───── Texte
Terralaboris asbl

Associés actifs et assujettissement au statut social des travailleurs salariés - détention d’une part sociale

Commentaire de C. trav. Bruxelles, 19 avril 2007, R.G. 46.024

Mis en ligne le vendredi 21 mars 2008


Cour du travail de Bruxelles, 19 avril 2007, R.G. 46.024

TERRA LABORIS ASBL – Sophie Remouchamps

Dans un arrêt très fouillé du 19 avril 2007, concernant l’assujettissement d’associés actifs (une part sociale) à la sécurité sociale des travailleurs salariés, la Cour du travail de Bruxelles reprend un à un tous les aspects qu’implique la question posée, concluant, vu la faiblesse du dossier de l’ONSS, à l’absence d’éléments incompatibles avec la qualification donnée. Un intéressant – et limpide – rappel des règles applicables.

Les faits

La SPRL C., PME effectuant des travaux de plomberie est détenue par 7 associés, dont 5 ne disposent que d’une part sociale (les deux autres, détenteurs du capital, sont gérants).

En 1992, une enquête est menée par l’ONSS, à l’issue de laquelle cet organisme conclut à l’assujettissement de trois des 5 associés ne disposant que d’une part sociale, et ce pour la période du 3e trimestre 1989 au 4e trimestre 1990. Un avis rectificatif est adressé, le 9 septembre 1992. Il mentionne « régularisation sur la base des éléments recueillis par notre contrôleur » ainsi que le nom des 3 intéressés.

L’assujettissement étant contesté, l’ONSS cite la société en paiement des cotisations par citation du 19 octobre 2002.

Un jugement est prononcé en date du 30 septembre 1997, donnant gain de cause à l’ONSS, sans cependant motivation ni réponse aux arguments soulevés par la société. Ce jugement n’est pas exécuté (ni signifié).

Bien plus tard, la société fait appel du jugement, par requête déposée le 29 octobre 2004.

La position des parties devant la Cour

La société demande, à titre principal, que l’action soit déclarée irrecevable, la demande de l’ONSS étant illégale du fait de l’absence de motivation de l’avis rectificatif.
──────────
= Objectif 1 =
Répondez aux questions suivantes d'après le commentaire ci-dessus :
(a) Combien d'associés détiennent la SPRL C. ?
(b) Quelle est la date de l'avis rectificatif adressé par l'ONSS ?
(c) À quelle date la société dépose-t-elle sa requête d'appel ?
───── Données à traiter
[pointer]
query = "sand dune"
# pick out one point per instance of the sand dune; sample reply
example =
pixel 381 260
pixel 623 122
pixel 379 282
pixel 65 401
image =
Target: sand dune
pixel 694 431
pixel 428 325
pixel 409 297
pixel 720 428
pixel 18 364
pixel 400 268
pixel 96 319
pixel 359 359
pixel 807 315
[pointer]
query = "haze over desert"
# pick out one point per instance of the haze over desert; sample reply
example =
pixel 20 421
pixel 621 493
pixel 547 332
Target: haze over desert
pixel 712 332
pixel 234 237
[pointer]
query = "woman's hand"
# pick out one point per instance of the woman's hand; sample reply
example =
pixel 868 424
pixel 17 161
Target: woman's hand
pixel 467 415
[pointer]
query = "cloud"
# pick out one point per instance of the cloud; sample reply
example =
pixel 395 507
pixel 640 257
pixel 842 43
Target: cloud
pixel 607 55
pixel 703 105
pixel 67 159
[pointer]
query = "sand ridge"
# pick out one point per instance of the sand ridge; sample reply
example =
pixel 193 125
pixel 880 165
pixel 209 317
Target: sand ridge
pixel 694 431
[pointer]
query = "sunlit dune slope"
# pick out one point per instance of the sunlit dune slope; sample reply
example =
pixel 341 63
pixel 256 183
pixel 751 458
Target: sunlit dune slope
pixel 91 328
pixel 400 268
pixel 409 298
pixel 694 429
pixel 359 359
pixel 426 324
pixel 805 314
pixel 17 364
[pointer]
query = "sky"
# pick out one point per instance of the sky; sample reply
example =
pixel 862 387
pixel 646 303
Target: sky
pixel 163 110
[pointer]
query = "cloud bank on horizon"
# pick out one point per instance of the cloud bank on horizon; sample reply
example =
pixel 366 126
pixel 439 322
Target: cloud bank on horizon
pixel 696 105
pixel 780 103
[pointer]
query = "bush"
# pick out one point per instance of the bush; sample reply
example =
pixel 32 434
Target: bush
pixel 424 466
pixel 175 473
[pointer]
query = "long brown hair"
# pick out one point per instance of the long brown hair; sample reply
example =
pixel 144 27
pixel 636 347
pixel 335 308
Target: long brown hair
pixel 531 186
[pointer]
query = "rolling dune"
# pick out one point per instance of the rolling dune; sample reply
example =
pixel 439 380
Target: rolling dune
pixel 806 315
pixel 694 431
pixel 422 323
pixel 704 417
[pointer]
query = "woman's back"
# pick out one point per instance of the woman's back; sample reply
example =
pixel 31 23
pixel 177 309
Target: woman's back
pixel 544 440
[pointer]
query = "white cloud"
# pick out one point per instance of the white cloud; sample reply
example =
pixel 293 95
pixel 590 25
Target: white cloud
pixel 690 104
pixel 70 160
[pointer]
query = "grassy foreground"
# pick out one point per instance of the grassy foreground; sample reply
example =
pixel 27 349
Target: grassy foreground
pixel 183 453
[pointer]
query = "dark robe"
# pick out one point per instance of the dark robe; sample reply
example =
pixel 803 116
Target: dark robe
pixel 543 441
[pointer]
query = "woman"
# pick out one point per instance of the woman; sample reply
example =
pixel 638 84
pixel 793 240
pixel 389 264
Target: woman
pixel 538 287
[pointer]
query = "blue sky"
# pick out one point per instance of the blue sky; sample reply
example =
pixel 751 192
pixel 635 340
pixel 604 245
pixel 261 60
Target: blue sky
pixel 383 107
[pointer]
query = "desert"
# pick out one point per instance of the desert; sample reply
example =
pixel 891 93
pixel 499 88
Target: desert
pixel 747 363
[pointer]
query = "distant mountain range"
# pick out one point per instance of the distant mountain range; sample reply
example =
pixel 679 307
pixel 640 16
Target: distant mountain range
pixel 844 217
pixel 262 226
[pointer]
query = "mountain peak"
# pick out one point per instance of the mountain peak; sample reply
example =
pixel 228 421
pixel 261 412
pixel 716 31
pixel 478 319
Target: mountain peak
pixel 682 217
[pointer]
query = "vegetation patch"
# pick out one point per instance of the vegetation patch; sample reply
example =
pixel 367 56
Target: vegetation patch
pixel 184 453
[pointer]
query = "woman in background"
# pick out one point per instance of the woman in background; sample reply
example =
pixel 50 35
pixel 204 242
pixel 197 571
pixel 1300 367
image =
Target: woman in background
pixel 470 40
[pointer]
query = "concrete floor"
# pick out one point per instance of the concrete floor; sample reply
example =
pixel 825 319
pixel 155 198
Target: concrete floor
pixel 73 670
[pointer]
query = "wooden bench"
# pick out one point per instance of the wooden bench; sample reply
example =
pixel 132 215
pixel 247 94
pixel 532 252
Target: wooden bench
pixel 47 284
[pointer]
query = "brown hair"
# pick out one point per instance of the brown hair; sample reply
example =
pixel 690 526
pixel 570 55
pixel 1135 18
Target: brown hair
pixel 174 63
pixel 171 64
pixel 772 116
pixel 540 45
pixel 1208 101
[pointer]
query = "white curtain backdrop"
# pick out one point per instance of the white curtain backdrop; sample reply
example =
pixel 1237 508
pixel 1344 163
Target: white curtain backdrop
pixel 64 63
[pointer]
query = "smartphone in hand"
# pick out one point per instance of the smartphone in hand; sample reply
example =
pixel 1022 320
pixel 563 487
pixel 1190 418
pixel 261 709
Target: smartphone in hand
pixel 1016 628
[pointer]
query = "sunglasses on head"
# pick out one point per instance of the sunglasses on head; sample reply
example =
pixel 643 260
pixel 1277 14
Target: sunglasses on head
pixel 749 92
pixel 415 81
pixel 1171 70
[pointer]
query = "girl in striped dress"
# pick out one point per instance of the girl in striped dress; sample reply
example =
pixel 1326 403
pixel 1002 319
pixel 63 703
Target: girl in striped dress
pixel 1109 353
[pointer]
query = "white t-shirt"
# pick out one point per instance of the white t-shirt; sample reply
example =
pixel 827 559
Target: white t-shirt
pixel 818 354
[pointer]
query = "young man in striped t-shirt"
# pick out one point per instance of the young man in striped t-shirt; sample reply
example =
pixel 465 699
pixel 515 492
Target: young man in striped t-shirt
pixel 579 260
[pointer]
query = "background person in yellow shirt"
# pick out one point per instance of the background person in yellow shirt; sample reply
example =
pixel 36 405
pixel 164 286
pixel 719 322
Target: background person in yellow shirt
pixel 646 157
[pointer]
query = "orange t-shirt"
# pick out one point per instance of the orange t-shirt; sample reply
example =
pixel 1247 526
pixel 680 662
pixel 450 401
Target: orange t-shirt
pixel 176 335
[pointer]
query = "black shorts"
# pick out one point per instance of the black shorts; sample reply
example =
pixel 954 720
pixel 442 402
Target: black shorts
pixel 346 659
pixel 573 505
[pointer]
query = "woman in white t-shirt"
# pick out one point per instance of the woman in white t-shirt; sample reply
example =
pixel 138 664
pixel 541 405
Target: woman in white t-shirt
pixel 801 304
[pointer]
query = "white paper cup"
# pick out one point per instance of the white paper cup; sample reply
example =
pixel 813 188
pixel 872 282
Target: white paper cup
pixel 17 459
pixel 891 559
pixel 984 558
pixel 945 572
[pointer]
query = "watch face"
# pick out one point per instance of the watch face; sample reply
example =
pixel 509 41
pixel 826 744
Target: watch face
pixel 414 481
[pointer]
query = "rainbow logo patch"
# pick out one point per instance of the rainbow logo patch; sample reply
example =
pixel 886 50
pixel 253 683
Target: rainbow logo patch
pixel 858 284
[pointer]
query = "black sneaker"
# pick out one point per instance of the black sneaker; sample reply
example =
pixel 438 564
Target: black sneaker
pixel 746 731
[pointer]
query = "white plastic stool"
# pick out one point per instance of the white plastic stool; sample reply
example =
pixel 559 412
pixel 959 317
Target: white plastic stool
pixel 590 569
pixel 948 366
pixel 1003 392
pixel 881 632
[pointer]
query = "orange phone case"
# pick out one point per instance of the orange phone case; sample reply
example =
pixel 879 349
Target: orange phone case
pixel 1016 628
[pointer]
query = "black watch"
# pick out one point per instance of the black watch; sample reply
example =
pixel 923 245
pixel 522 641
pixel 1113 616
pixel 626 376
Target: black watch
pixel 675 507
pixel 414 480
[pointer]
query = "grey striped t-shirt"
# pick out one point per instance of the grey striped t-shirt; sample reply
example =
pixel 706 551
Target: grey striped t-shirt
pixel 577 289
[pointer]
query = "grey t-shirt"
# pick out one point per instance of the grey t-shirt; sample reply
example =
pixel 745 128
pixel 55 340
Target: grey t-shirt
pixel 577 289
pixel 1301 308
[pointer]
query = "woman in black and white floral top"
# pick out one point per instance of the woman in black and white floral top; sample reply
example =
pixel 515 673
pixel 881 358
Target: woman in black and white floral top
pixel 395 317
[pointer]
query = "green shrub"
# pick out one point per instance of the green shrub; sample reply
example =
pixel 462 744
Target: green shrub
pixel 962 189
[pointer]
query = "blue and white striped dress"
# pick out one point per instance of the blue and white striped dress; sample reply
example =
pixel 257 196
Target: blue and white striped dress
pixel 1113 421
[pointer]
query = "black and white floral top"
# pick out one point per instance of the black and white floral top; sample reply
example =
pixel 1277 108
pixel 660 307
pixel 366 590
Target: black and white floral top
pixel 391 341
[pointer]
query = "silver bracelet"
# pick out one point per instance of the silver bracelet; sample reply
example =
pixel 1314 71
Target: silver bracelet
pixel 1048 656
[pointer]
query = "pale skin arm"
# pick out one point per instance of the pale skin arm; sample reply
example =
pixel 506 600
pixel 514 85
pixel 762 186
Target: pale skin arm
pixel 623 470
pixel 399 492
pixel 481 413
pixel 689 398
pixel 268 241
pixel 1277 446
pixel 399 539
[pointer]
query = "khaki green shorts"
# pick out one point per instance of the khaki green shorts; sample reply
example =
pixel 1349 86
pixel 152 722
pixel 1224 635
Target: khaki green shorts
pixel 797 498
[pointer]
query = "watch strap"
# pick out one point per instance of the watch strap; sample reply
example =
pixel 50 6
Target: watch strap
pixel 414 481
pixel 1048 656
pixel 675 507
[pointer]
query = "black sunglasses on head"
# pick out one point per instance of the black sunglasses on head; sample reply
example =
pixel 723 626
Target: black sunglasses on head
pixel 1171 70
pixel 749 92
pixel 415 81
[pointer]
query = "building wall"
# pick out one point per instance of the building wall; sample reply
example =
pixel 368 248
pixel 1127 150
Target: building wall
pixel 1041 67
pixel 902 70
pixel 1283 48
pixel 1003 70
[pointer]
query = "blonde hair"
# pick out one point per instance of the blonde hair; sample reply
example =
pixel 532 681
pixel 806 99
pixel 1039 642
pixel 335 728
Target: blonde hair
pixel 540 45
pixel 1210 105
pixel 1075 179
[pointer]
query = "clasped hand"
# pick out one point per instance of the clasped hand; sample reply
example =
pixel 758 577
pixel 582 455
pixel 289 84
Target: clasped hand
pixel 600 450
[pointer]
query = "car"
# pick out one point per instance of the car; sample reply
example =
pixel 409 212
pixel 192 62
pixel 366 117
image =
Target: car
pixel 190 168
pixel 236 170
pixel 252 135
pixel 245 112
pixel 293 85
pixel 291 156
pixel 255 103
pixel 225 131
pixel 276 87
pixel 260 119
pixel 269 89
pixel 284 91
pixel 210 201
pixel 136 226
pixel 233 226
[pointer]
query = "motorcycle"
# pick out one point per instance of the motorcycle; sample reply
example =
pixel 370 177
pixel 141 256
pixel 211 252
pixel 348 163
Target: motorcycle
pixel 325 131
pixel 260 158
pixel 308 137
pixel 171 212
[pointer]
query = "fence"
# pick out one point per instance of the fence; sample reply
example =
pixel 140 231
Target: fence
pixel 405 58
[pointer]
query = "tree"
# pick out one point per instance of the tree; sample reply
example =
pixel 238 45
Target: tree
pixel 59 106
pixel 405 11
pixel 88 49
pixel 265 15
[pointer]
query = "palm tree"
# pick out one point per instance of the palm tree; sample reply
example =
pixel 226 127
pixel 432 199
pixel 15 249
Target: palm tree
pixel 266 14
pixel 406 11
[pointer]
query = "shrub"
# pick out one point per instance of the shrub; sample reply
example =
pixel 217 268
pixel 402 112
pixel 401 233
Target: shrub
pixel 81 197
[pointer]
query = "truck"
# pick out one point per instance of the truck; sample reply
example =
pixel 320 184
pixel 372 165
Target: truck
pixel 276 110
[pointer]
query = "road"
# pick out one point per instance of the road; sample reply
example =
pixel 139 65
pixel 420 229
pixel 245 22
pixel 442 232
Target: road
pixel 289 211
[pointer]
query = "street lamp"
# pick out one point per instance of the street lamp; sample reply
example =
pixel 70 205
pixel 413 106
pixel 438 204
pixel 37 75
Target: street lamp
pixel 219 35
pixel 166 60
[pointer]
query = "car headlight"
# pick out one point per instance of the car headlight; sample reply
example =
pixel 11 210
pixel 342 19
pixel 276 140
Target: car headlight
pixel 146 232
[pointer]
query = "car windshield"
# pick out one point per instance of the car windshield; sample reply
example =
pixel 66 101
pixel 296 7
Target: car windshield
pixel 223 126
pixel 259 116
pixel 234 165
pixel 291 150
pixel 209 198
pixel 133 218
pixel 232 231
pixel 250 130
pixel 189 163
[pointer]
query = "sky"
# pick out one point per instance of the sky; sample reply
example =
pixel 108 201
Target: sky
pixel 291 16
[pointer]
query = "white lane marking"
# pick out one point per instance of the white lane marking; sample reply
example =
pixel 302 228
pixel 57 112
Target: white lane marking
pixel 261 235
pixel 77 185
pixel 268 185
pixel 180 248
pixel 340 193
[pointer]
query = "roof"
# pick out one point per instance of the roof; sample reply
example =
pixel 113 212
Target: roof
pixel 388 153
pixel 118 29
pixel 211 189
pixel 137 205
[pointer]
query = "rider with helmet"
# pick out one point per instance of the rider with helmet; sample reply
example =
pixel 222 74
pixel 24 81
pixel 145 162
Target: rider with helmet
──────────
= Objectif 2 =
Renvoyez, s'il vous plaît, toutes les lignes ci-dessus qui contiennent le mot « rider ».

= Solution 1 =
(a) 7 associés.
(b) Le 9 septembre 1992.
(c) Le 29 octobre 2004.

= Solution 2 =
query = "rider with helmet"
# pick out one point per instance of the rider with helmet; sample reply
Target: rider with helmet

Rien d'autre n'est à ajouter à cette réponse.